All lines from the one containing "Double-check request: the green" through the end of the entries below should appear in the answer exactly, with no others.

Saved entries:
__________________________________________________
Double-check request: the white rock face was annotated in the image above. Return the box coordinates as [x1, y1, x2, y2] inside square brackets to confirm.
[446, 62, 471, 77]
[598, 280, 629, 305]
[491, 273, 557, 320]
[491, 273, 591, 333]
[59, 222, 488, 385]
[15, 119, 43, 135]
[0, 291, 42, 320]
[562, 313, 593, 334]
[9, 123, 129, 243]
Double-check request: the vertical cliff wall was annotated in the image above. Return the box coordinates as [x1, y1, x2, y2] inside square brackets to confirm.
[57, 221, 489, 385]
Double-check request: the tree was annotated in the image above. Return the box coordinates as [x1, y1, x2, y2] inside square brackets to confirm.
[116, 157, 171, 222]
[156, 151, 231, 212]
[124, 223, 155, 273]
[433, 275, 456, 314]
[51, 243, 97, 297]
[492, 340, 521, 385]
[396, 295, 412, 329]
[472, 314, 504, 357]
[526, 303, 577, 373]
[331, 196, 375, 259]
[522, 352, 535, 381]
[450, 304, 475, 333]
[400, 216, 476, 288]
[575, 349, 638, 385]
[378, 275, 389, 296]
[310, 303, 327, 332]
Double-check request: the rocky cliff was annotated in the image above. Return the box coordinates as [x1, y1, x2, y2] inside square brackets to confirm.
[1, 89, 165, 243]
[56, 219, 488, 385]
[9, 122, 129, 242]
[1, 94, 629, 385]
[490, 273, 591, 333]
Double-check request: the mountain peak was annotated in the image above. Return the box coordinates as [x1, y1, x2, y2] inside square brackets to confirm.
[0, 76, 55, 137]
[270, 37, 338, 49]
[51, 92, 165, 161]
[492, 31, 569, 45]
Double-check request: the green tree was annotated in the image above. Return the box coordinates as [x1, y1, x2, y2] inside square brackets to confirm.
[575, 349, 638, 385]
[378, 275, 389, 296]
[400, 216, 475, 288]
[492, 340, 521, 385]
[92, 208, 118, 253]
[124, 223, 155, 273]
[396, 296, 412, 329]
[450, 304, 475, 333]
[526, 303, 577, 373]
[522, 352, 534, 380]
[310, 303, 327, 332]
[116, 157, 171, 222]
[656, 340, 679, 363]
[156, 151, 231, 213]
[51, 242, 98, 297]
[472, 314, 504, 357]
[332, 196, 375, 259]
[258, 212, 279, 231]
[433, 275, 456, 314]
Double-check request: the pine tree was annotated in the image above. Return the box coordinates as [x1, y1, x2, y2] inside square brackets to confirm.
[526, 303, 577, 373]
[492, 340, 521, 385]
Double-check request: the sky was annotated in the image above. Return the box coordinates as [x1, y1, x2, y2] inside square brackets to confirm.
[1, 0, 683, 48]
__________________________________________________
Solution to the problem:
Double-check request: the green tree was annotated in the image above. Return the box coordinates as [x1, y1, x2, y2] inside square brackets to confirm.
[575, 349, 638, 385]
[378, 275, 389, 296]
[400, 216, 475, 288]
[492, 340, 521, 385]
[92, 208, 118, 253]
[124, 223, 155, 273]
[396, 296, 412, 329]
[450, 304, 475, 333]
[526, 303, 577, 373]
[522, 352, 534, 380]
[310, 303, 327, 332]
[116, 157, 171, 222]
[656, 340, 679, 363]
[156, 151, 231, 213]
[51, 242, 98, 297]
[472, 314, 504, 357]
[332, 196, 375, 259]
[258, 212, 279, 231]
[433, 275, 456, 314]
Double-check request: the pine tree was annotated in the image above. Return the box coordinates as [x1, y1, x2, y2] inside square brackets to confirm.
[526, 303, 577, 373]
[492, 340, 521, 385]
Double-check request: the sky was annotated in the image above. Return the box coordinates as [x1, y1, x2, y2] inside square brackets to confirm.
[1, 0, 683, 48]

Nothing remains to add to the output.